» **TEXTAUSZUG**:
☆ ☆ ☆ ☆
Toleranz und/oder Paternalismus im engeren sozialen Nahbereich?

Autor:innen

  • Michael Kühler Twente

Schlagworte:

Toleranz, Paternalismus, sozialer Nahbereich, Freundschaft, Liebe

Key words:

toleration, tolerance, paternalism, close personal relationships, friendship, love

Abstract

Ist uns eine Person wichtig, möchten wir häufig zwei Haltungen zugleich an den Tag legen, die sich jedoch in einem Spannungsverhältnis zueinander befinden: einerseits eine tolerante Haltung und andererseits eine paternalistische. Zum einen sind wir üblicherweise der Überzeugung, dass andere und insbesondere uns Nahestehende ein Recht darauf haben, in ihren eigenen Angelegenheiten auch ihre eigenen Entscheidungen zu treffen. Dies gilt selbst dann, wenn uns diese Entscheidungen fragwürdig vorkommen. Wir haben diese dann zu tolerieren. Zum anderen neigen wir häufig erneut gerade bei nahestehenden Personen zugleich zu einer paternalistischen Haltung, wenn wir glauben, dass die Person nicht die für sie beste Entscheidung trifft. Wir wollen eben doch das Beste für diejenigen, die uns etwas bedeuten, und wir halten es in manchen Fällen durchaus für angebracht oder gar geboten, auch gegen den aktuellen Willen der uns Nahestehenden zu ihrem eigenen Wohl einzugreifen oder sie von vornherein in die „richtige“ Richtung zu beeinflussen.
☆ ☆ ☆ ☆
» **BEREITGESTELLTE DATEN**:

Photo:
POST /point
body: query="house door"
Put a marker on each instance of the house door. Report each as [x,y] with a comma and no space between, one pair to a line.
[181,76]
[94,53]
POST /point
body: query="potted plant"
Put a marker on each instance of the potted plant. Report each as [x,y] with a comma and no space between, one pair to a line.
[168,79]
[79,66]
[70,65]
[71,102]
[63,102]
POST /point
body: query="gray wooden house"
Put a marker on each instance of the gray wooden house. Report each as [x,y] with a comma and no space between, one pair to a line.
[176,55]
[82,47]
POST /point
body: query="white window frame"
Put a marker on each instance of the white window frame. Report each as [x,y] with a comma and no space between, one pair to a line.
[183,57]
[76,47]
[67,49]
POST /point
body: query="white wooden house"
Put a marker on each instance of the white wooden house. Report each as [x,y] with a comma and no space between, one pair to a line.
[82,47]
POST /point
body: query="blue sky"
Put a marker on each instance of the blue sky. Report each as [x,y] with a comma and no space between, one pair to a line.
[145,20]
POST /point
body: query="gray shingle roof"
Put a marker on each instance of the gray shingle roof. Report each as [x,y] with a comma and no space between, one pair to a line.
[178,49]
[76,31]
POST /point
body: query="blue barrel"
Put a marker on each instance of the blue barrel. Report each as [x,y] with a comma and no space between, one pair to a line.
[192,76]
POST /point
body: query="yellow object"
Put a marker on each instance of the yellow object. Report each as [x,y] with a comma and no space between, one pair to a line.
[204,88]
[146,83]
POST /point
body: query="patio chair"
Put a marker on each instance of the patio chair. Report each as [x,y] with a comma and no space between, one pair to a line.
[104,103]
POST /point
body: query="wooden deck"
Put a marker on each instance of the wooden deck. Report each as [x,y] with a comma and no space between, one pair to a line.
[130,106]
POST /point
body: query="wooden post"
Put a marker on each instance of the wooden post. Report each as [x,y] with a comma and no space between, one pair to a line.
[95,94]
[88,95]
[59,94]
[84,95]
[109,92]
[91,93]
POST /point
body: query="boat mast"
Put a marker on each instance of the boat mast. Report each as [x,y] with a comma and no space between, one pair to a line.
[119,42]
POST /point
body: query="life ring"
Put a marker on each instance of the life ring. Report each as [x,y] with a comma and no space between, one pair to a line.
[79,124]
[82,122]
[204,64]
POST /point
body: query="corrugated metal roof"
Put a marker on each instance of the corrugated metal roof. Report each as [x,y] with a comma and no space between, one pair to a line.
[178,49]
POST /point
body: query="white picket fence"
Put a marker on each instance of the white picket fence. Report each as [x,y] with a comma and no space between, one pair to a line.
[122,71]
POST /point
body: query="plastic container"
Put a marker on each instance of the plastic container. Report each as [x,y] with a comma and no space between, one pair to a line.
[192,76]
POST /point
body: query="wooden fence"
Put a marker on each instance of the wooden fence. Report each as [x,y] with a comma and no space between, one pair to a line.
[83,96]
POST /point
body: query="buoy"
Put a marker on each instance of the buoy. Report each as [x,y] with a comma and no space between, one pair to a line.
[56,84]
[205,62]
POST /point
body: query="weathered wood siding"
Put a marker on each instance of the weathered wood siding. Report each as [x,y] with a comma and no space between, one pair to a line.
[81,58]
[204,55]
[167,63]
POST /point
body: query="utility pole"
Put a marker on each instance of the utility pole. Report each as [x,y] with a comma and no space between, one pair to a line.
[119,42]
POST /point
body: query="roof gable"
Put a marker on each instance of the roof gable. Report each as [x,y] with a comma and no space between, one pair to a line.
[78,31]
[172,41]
☆ ☆ ☆ ☆
» **AUFGABEN**:
(a) Beantworten Sie anhand des Textauszugs zu Toleranz und Paternalismus die folgenden Fragen:
(i) Welche zwei Haltungen stehen laut Abstract in einem Spannungsverhältnis zueinander?
(ii) Welches Recht haben andere laut Abstract auch dann, wenn uns ihre Entscheidungen fragwürdig vorkommen?
(iii) In welche Richtung möchten wir Nahestehende laut Abstract von vornherein beeinflussen?
(b) Nennen Sie sämtliche deutschen Schlagworte, die der Textauszug zu Toleranz und Paternalismus aufführt.
(c) Führen Sie den Textauszug zu Toleranz und Paternalismus im engeren sozialen Nahbereich im Anschluss an seinen letzten Satz fort.

» **LÖSUNGEN**:
(a)
(i) Eine tolerante Haltung und eine paternalistische Haltung.
(ii) Das Recht, in ihren eigenen Angelegenheiten auch ihre eigenen Entscheidungen zu treffen.
(iii) In die „richtige“ Richtung.

(b) Toleranz, Paternalismus, sozialer Nahbereich, Freundschaft, Liebe

(c)
In diesem Aufsatz diskutiere ich das konstatierte Spannungsverhältnis und weise zunächst die Auffassung zurück, dass schlicht die eine Haltung zugunsten der anderen aufzugeben ist. Anschließend diskutiere ich einen naheliegenden liberalen Vereinbarkeitsvorschlag, dem zufolge Toleranz im Wesentlichen Priorität genießt und Paternalismus nur in einer sehr eingeschränkten Variante möglich und akzeptabel ist. Demgegenüber argumentiere ich, dass der engere soziale Nahbereich nach einem umfassenderen Einbezug der paternalistischen Haltung und paternalistischer Eingriffsmöglichkeiten verlangt. Ich komme deshalb zu dem Schluss, dass, obwohl die praktische Frage, wie in der jeweiligen Situation zu handeln ist, stets eine der konkreten Abwägung bleibt, die beiden Haltungen sich jedoch letztlich als ein jeweils zu einseitiger Ausdruck einer einzigen, umfassenderen Haltung verstehen lassen, nämlich einer um das Wohl und das selbstbestimmte Gelingen des Lebens der nahestehenden Person besorgten und unterstützenden Haltung.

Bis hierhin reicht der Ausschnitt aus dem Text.